→ EXERCISE
Your answer should be the records again, unchanged in wording and free of images.

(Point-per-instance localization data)
◆ ◆ ◆ ◆ ◆ ◆ ◆

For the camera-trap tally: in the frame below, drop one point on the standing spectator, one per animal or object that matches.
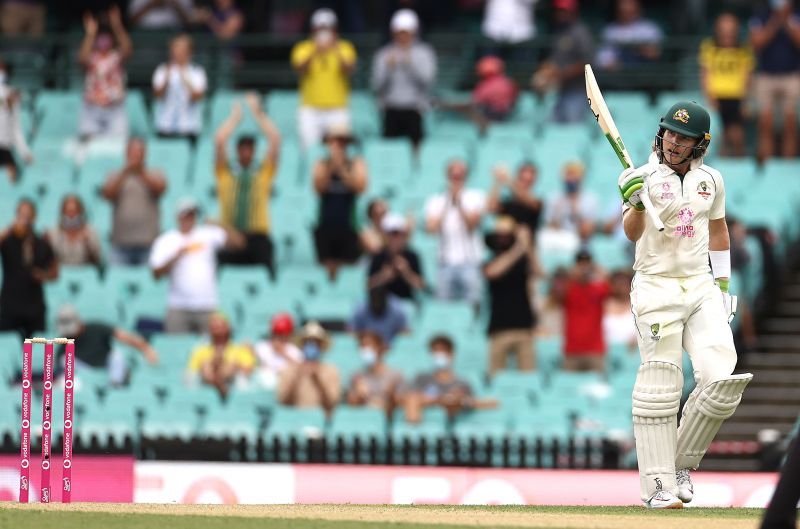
(74, 241)
(631, 39)
(403, 73)
(134, 192)
(94, 344)
(563, 70)
(188, 255)
(324, 63)
(312, 383)
(509, 274)
(376, 385)
(179, 86)
(103, 111)
(455, 216)
(726, 67)
(775, 36)
(28, 263)
(221, 362)
(338, 180)
(244, 188)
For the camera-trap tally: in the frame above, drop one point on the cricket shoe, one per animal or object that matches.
(685, 485)
(664, 500)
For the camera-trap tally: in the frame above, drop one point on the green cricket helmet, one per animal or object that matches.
(686, 118)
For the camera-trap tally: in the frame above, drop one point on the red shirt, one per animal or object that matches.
(583, 318)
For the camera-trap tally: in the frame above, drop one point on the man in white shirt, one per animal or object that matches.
(188, 255)
(454, 216)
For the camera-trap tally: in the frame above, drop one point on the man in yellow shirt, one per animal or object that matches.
(324, 63)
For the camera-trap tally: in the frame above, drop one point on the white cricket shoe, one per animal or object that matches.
(664, 500)
(685, 486)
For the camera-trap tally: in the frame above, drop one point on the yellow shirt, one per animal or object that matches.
(324, 84)
(237, 354)
(244, 197)
(728, 69)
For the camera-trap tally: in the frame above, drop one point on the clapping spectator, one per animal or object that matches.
(134, 192)
(324, 63)
(454, 216)
(338, 180)
(188, 255)
(179, 87)
(103, 55)
(403, 73)
(311, 383)
(221, 362)
(28, 262)
(74, 241)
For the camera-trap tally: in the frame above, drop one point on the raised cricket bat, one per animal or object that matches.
(600, 111)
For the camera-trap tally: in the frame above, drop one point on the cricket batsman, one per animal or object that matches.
(680, 302)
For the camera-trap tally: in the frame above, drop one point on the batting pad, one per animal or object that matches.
(656, 399)
(704, 413)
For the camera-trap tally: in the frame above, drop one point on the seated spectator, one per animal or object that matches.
(509, 274)
(338, 180)
(726, 67)
(188, 255)
(376, 384)
(454, 216)
(178, 88)
(630, 39)
(396, 267)
(221, 362)
(324, 63)
(28, 262)
(94, 345)
(134, 193)
(403, 74)
(103, 55)
(74, 241)
(278, 352)
(311, 383)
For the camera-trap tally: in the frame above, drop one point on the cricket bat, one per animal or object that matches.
(600, 112)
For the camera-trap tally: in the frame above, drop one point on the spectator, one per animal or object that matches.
(631, 39)
(278, 352)
(188, 255)
(179, 86)
(94, 346)
(522, 205)
(103, 111)
(312, 383)
(134, 193)
(28, 262)
(382, 314)
(74, 241)
(324, 63)
(775, 36)
(455, 216)
(403, 74)
(563, 70)
(376, 385)
(509, 274)
(396, 267)
(221, 362)
(338, 180)
(726, 67)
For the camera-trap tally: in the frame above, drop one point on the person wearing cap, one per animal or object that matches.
(244, 188)
(94, 344)
(188, 255)
(277, 352)
(403, 75)
(311, 383)
(324, 63)
(338, 180)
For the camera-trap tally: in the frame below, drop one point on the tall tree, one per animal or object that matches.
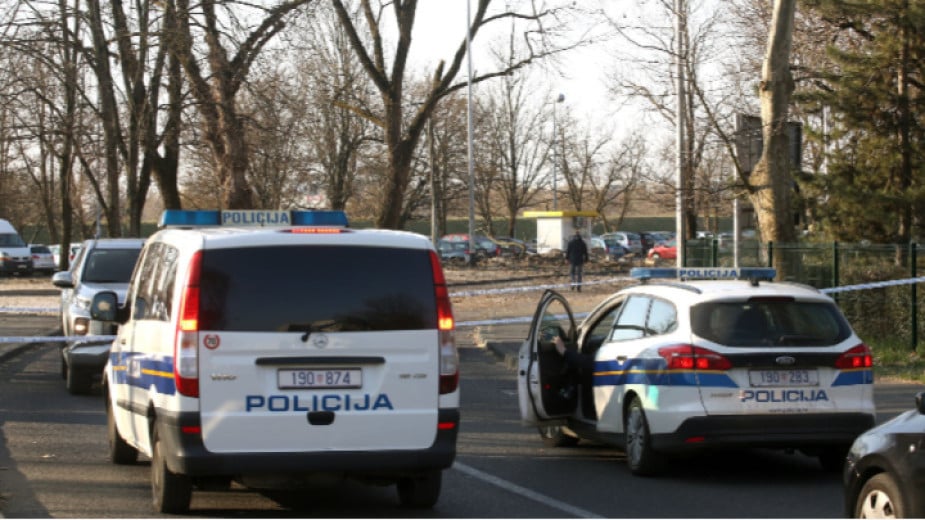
(389, 79)
(216, 45)
(770, 184)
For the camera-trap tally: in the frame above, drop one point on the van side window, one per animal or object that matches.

◆ ◆ ◆ ◆ ◆ ◆ ◆

→ YOUR SOLUTION
For the camera-trap tally: in the frame below, drop one point on the standing spectator, one per animal or object that matches.
(74, 241)
(631, 39)
(403, 73)
(134, 192)
(94, 344)
(563, 70)
(188, 255)
(324, 63)
(312, 383)
(509, 274)
(376, 385)
(179, 86)
(103, 111)
(455, 216)
(726, 67)
(775, 36)
(28, 263)
(221, 362)
(338, 180)
(244, 188)
For the camera-trap tally: in the frame above, drop one point on the cricket shoe, one per animal or object that matches.
(685, 485)
(664, 500)
For the camera-trap tally: in the frame above, drop one point on the green cricket helmet, one per animal or object that matches.
(686, 118)
For the camera-trap tally: in the frame above, drop one point on the red shirt, one per animal or object that matches.
(583, 318)
For the camera-trap tally: in the frame above, drop one point on the man in white shirt, one per animal or object that matches.
(188, 255)
(454, 216)
For the camera-trap tally: in the frame above, drop one point on the man in yellow shirt, one per animal or object that matches.
(324, 63)
For the camera-trap tally: in the frame above, drop one point on the white cricket shoe, one per animal or object that matches.
(664, 500)
(685, 486)
For the camera-trap tally: in the frame above, drop one point on the yellow shirt, one per animal or object that matches.
(324, 84)
(237, 354)
(244, 197)
(728, 69)
For the camera-trap tally: in the frame above, drop one point on the clapping spectator, one per animal or object that matches.
(134, 192)
(324, 63)
(454, 216)
(338, 180)
(188, 255)
(179, 87)
(103, 55)
(403, 73)
(311, 383)
(221, 362)
(28, 262)
(74, 241)
For the camera-trap tally: in the frame above, drop one point on the raised cricket bat, one per animal or object that matches.
(600, 111)
For the camera-trap tally: in the frame above, drop one point on the cricket batsman, one per animal or object that matches.
(680, 302)
For the camera-trap tally: in the frame above, drop one point on the batting pad, one per animal or object that matches.
(656, 399)
(704, 413)
For the camera-trap tally: in the frame above, drop one point on the seated spectator, one per animal or object that matches.
(509, 274)
(338, 180)
(726, 67)
(188, 255)
(376, 384)
(454, 216)
(178, 88)
(630, 39)
(396, 267)
(221, 362)
(324, 63)
(28, 262)
(94, 345)
(134, 193)
(403, 74)
(103, 55)
(74, 241)
(278, 352)
(311, 383)
For the camera-trap tally: in the frame above, drop one point on the cricket bat, one per animal or object that matches.
(600, 112)
For the camera-trap tally: in the frame above, drop one point on the spectator, one per animal or object that matches.
(631, 39)
(278, 352)
(188, 255)
(179, 86)
(94, 346)
(522, 205)
(103, 111)
(312, 383)
(134, 193)
(28, 262)
(382, 314)
(74, 241)
(324, 63)
(775, 36)
(455, 216)
(403, 74)
(563, 70)
(376, 385)
(509, 274)
(396, 267)
(221, 362)
(338, 180)
(726, 67)
For the camera-trap tally: in the frame above, drop one point on the person wearing cap, one per animal or object that matches.
(244, 188)
(94, 344)
(188, 255)
(277, 352)
(403, 75)
(311, 383)
(324, 63)
(338, 180)
For the camera-trap tally: in the frame below, drop one point on the tall tree, one per animal or object that matches.
(389, 79)
(216, 45)
(770, 184)
For the camera-trap tally: in the frame above, drop one point on the van side window, one per animal or object that matches.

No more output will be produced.